* _Problem_
Reproduce exactly the lines from the line containing "the plaid flannel" through the end of the records below, including both ends, and nothing else.
[Start of section]
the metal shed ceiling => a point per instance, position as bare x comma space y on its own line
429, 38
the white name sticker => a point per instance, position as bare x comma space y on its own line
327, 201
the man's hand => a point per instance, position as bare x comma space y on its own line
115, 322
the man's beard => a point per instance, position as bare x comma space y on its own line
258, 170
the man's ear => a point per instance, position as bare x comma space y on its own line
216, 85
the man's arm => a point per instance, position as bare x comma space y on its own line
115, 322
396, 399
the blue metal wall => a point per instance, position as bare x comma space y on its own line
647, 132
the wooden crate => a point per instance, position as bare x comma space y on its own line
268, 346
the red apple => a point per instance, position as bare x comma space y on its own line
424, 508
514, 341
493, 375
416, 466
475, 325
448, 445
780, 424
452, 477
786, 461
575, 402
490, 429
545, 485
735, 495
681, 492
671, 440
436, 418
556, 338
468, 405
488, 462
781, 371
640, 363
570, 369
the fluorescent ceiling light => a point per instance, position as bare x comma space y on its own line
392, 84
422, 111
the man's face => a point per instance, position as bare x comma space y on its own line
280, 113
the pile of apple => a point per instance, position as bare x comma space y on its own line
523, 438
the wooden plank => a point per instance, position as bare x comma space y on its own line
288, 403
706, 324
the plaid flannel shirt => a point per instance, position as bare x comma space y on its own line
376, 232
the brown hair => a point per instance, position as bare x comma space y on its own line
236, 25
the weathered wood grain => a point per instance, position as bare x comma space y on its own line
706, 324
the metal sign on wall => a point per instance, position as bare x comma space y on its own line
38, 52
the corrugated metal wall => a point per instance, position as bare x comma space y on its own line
[End of section]
* _Exercise result_
the plaid flannel shirt => a point per instance, position as bare x comma space y on its own line
376, 232
the brown hair => a point per instance, position as bare x comma space y on its own line
236, 25
the weathered wood grain => a point per instance, position as bare x comma space y on its own line
706, 324
the metal sign on wall => a point per instance, position as bare x comma space y on its own line
38, 52
the corrugated metal wall => a point per instance, position as bare x comma space y on its own line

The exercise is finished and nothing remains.